--- Текст документа ---

------------------------

Вопреки спорам о многих литературах, Павлов признает собственно литературой только тексты в духе высокой «национальной художественной традиции». Подобные тексты он называет «прозой» — в разрядку и в смысле самом возвышенном. Потому что «проза» для Павлова все равно что «поэзия» в устах иного утонченного эстета: это оценочное, восторженное прозвище литературы. В представлении Павлова о русской «прозе» немало простодушия. Он переоценивает абсолютность «классического типа» «нашей национальной литературы», полагая, что когда-то на Руси были читаемы и творили исключительно Пушкины с Достоевскими, что с ними никогда не смела соперничать ушлая беллетристика — «совершенно новый», по мнению Павлова, «тип литературы». Классика у Павлова — абсолют, по законам которого строится мироздание русской литературы. Классика — архетип всего русского, так что ход поперек литературной традиции воспринимается им как возмутительная попытка «преобразования самого русского культурного типа».
Вера в абсолютность модели писателя и литературы образца девятнадцатого века сопротивляется в Павлове веяниям новых эпох. По отношению к новому, не освященному «опытом», Павлов весьма насторожен.

------------------------

--- Записи из источника данных ---

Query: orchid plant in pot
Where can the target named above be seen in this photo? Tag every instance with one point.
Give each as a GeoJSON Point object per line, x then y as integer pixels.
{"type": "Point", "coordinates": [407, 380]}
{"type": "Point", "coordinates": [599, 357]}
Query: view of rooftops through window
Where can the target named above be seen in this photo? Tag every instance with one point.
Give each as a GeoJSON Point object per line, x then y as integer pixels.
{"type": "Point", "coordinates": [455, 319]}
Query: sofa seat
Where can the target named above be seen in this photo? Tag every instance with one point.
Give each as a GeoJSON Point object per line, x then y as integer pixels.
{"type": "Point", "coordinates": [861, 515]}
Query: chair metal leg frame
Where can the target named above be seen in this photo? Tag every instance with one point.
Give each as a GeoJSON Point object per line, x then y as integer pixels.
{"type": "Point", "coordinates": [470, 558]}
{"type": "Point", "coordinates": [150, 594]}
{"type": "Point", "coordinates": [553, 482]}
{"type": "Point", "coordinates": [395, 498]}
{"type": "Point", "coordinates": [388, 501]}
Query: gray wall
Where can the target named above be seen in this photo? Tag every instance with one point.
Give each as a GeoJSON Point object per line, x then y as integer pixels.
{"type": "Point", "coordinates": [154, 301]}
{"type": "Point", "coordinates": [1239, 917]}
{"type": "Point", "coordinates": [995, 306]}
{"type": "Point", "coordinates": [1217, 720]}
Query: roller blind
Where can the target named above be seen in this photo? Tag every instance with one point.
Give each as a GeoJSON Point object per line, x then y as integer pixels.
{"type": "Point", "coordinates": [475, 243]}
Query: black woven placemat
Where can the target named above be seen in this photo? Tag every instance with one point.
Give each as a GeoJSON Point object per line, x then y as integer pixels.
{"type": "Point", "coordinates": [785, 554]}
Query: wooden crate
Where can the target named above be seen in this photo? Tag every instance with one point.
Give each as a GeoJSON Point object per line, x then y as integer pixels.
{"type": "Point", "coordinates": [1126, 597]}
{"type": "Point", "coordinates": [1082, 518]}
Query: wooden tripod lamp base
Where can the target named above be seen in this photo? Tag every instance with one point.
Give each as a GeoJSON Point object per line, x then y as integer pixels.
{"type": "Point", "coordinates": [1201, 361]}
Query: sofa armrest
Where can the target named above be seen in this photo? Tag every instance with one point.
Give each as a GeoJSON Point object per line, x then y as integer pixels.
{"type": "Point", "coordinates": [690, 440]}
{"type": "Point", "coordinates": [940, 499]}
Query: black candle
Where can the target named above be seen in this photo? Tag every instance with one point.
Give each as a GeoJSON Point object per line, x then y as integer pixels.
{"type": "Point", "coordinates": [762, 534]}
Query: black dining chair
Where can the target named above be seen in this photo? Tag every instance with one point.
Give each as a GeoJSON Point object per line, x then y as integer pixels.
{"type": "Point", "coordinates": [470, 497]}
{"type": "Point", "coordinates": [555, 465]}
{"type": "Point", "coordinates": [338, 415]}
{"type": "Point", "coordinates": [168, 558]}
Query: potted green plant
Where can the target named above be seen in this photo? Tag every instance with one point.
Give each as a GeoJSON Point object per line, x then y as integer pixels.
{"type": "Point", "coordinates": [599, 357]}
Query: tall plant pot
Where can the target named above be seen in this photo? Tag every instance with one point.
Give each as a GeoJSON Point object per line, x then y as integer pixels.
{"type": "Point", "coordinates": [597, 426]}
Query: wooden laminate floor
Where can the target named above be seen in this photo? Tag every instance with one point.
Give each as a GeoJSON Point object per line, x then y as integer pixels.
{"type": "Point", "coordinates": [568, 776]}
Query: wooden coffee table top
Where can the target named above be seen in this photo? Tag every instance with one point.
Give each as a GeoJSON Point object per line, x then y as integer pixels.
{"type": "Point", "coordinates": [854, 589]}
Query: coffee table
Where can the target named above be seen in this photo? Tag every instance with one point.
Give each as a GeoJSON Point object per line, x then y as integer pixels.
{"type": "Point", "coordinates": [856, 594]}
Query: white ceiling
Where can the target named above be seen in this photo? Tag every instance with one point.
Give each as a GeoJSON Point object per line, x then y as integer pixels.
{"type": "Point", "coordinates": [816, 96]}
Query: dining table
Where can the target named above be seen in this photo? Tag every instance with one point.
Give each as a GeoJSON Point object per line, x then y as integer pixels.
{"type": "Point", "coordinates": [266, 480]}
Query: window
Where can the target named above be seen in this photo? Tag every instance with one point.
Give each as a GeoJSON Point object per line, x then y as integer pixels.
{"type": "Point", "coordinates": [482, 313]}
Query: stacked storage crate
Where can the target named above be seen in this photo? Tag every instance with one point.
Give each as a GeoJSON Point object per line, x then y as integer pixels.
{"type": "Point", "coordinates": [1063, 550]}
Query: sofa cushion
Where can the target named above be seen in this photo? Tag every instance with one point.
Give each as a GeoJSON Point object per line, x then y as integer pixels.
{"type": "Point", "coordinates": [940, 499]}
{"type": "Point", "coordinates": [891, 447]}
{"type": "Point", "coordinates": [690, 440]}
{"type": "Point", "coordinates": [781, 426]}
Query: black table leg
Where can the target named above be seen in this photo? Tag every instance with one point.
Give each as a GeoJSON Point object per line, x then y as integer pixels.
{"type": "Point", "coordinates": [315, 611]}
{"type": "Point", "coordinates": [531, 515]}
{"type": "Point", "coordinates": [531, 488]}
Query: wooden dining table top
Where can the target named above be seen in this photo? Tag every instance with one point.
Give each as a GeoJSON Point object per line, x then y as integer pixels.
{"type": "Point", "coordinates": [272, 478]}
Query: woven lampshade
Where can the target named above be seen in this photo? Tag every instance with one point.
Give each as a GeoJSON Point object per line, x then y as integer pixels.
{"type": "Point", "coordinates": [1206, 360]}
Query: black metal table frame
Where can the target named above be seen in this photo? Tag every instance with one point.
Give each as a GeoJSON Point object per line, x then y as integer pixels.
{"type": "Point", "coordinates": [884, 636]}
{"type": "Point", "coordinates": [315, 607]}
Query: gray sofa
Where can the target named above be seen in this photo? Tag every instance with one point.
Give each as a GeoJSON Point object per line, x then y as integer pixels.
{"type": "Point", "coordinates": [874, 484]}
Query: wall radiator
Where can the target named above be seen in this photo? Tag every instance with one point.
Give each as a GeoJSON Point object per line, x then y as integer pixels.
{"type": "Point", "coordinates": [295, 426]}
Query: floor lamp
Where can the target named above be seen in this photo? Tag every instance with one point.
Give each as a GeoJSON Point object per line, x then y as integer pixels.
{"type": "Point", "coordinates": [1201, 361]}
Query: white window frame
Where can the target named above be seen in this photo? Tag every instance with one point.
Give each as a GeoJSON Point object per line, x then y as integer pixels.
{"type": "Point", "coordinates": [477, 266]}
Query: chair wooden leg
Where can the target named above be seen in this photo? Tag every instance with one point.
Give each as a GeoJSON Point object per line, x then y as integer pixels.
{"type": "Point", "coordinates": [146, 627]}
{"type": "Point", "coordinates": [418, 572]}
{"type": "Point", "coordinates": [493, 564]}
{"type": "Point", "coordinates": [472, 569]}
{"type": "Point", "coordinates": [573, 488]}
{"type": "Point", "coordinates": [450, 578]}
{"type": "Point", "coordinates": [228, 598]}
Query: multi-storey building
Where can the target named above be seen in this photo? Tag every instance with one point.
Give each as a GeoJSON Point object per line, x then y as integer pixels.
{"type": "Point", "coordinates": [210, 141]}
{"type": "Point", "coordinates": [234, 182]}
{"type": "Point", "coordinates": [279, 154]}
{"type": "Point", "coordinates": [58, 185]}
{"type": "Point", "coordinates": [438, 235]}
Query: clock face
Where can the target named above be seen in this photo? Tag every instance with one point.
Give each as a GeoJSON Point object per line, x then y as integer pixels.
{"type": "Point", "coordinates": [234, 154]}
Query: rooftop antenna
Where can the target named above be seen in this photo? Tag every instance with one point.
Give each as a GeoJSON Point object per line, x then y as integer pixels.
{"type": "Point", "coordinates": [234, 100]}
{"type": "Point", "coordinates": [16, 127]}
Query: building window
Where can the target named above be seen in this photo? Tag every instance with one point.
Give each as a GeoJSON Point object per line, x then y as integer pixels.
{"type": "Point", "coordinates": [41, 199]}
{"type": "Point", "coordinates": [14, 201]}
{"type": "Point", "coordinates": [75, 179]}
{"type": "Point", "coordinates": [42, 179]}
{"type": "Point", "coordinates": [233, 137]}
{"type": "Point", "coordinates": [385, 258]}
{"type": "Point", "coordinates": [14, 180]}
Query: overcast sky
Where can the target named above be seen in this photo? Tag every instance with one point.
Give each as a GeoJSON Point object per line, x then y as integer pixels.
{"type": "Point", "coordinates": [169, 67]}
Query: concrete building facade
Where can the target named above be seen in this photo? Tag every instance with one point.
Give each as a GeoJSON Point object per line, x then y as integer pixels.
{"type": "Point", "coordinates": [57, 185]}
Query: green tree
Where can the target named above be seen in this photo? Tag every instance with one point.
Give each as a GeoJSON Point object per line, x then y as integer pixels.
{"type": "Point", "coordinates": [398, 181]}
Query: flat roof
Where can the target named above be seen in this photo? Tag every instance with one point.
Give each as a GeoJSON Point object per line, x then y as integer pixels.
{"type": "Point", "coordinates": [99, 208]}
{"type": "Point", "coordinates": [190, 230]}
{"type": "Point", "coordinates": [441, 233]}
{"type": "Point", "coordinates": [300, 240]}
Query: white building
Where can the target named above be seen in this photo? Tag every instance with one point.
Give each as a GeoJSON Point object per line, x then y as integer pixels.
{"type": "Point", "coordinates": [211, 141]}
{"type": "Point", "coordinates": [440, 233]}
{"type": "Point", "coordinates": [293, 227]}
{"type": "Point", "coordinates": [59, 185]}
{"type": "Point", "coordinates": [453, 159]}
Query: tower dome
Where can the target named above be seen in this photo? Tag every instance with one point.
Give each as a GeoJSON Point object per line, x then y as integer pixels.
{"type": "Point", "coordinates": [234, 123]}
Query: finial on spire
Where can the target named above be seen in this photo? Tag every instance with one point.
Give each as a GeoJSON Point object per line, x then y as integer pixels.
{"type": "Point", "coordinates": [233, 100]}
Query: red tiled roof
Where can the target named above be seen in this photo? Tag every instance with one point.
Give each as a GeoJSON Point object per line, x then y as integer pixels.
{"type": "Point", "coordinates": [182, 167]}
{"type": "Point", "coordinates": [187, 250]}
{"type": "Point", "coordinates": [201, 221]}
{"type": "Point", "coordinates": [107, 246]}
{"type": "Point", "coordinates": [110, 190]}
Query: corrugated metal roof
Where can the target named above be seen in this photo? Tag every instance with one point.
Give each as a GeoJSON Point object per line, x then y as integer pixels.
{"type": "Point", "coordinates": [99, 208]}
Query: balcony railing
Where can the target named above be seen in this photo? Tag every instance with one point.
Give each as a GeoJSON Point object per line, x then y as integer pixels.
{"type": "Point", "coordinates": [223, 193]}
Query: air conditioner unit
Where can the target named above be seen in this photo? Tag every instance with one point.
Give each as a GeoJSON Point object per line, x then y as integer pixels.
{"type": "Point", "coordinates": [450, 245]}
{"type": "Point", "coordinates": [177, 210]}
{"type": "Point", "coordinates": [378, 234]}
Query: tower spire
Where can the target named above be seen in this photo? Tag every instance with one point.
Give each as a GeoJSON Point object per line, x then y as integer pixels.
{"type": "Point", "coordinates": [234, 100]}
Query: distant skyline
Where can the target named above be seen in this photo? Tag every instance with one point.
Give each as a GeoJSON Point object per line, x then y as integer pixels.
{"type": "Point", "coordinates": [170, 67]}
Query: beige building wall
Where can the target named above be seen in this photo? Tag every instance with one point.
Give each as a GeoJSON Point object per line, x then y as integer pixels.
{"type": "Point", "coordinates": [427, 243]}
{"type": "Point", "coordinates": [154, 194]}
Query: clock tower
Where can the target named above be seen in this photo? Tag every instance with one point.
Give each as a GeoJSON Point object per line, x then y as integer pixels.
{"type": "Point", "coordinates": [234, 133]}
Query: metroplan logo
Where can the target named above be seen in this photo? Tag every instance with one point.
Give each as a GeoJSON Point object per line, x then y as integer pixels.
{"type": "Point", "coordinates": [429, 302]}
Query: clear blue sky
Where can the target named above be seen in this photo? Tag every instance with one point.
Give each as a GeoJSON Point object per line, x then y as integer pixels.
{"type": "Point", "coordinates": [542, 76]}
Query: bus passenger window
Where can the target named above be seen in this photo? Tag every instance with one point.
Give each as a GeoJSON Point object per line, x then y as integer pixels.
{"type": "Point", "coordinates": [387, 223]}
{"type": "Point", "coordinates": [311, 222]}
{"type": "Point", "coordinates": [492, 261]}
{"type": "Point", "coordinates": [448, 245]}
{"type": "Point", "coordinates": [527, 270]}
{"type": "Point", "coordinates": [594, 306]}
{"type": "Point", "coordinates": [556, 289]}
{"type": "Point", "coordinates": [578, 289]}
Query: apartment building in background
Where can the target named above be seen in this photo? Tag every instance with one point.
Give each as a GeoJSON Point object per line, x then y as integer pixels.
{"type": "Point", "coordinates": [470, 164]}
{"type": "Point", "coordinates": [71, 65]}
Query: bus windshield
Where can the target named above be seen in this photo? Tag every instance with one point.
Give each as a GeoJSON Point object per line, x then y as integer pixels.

------------------------

--- Условие задания ---
Напишите продолжение текста о взглядах Павлова на русскую литературу с того места, на котором он заканчивается. Записи в данном случае не требуются.

--- Решённая задача ---
Досадно читать сетования Павлова на какое-нибудь нововведение в литературном журнале — на том лишь основании, что прежде «ничего подобного в журналах не заводилось». И столь же досадно, когда Павлов попрекает именем классика — современность. Когда, скажем, убеждает нас в том, что «Новый мир» жив одним днем — «Одним днем Ивана Денисовича». По Павлову, «духом и смыслом» журнала, сыгравшего в судьбе этого произведения роль «отпавших ступеней ракеты», бесполезных после запуска классика, так и останется Солженицын. Будущее русской литературы, прогнись под прошлое «громадного писателя»!
Нельзя не заметить и то, что Павлов довольно скептически относится к индивидуальному в литературе: неизбежные издержки сознания писателя, сориентированного на пафос общественного служения. Традиция у Павлова выступает свидетельницей того, что у русской литературы «коллективное, как бы общинное творческое начало» (вариант вопроса о курице и яйце: Достоевский ли славен русским народом или народ — Достоевским?). Любопытно в этом смысле, что Павлов, приводя примеры художественных произведений, указывает только названия, имена авторов вынося за пределы текста или по крайней мере в его конец: словно не личность автора стала причиной появления текста, а мистическая сила безлично приумножаемой традиции «русской прозы»!
Размышления в русле самоотверженных, идеалистических, жертвенных исканий образца девятнадцатого века неизбежно приводят Павлова к характерным заблуждениям образованных людей того времени.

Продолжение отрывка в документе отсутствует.